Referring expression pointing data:
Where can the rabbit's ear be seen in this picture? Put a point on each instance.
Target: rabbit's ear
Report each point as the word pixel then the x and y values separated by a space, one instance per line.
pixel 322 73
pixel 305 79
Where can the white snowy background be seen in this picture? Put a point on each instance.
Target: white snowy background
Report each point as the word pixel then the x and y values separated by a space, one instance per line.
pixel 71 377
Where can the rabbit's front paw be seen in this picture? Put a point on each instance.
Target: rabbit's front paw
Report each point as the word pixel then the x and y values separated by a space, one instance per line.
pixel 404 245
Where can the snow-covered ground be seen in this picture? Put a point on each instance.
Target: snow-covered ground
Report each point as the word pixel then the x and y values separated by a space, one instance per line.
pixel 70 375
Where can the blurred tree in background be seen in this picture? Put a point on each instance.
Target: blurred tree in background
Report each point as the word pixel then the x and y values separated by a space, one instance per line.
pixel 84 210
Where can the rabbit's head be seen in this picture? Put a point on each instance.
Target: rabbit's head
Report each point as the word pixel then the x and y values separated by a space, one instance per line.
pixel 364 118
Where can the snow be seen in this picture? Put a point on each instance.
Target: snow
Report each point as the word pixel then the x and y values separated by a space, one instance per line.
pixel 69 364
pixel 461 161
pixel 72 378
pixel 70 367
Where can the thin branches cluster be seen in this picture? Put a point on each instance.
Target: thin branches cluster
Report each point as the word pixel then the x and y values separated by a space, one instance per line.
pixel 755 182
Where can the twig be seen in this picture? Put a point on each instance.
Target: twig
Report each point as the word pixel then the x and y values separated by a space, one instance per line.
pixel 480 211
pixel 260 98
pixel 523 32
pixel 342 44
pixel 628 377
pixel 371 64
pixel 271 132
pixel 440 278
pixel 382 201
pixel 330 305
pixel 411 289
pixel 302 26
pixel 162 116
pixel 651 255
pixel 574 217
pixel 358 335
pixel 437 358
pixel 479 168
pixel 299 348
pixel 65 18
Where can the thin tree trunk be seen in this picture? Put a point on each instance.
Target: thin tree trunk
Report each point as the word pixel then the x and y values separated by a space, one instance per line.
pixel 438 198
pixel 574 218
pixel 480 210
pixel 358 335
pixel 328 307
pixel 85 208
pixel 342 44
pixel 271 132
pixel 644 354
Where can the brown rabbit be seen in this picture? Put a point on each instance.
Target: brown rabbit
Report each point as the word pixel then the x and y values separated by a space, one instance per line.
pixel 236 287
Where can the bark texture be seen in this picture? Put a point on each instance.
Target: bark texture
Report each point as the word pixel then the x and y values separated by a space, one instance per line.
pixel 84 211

* [What this task involves] Write out every entry again so that each line matches the original exactly.

* [Answer for the task]
Where can the rabbit's ear be seen in this picture? Put a point on each instance.
Target: rabbit's ear
Report each point as the word pixel then the x and y values separated by a space, one instance per line.
pixel 322 73
pixel 305 79
Where can the white snowy background be seen in this picture? Put a point on each instance.
Target: white snowy background
Report each point as the word pixel then the x and y values separated by a space, one instance per line.
pixel 71 377
Where can the rabbit's front paw be seen in this picture? Put a point on each instance.
Target: rabbit's front paw
Report each point as the word pixel then the x and y values separated by a space, one instance per line.
pixel 404 245
Where can the snow-covered ground be seen in this picture? Put a point on each instance.
Target: snow-covered ground
Report each point as the word pixel then the x and y values separated by a space, one instance per line.
pixel 70 375
Where can the blurred tree in background be seen in this picture? Put a point on each instance.
Target: blurred tree in background
Report each point as the word pixel then the x and y values separated by a space, one instance per line.
pixel 84 210
Where can the rabbit's head be seen in this picture? Put a point on each instance.
Target: rabbit's head
Report each point as the word pixel then the x and y values separated by a space, one instance per line.
pixel 364 118
Where can the snow be seen in this picture? Put a point on each instance.
Target: snow
Report each point as the word pixel then the x and y values separated by a space, one instance per line.
pixel 69 364
pixel 461 161
pixel 72 378
pixel 70 367
Where can the thin branches cluster be seen in this picture? Put a point on each instance.
Target: thin branches cluster
Report each point as the word pixel then the x and y values separated by a space, one instance per line.
pixel 755 182
Where can the twig be seen in this picture? Put a point on each instance.
Target: twig
Report each point as the word pixel then the x and y values separated by a space, one instance per line.
pixel 480 211
pixel 260 98
pixel 523 32
pixel 342 44
pixel 628 377
pixel 371 64
pixel 271 132
pixel 440 278
pixel 382 201
pixel 330 305
pixel 411 289
pixel 302 26
pixel 162 116
pixel 651 255
pixel 574 217
pixel 358 335
pixel 437 358
pixel 479 168
pixel 299 348
pixel 65 18
Where can the thin tree trunk be seen in this picture? Put a point on each instance.
Target: thin tree trunk
Report each point as the word pixel then the x and y values separated by a space, one instance per line.
pixel 438 198
pixel 574 218
pixel 480 210
pixel 358 335
pixel 328 307
pixel 85 208
pixel 342 44
pixel 271 132
pixel 644 354
Where can the brown rabbit be seen in this picture? Put a point on each instance.
Target: brown rabbit
Report each point as the word pixel then the x and y values separated by a space, one instance per line.
pixel 236 287
Where can the bark texture be seen in this picture? Put a point on each instance.
Target: bark texture
Report each point as the word pixel then the x and y values separated by a space, one instance per line.
pixel 84 211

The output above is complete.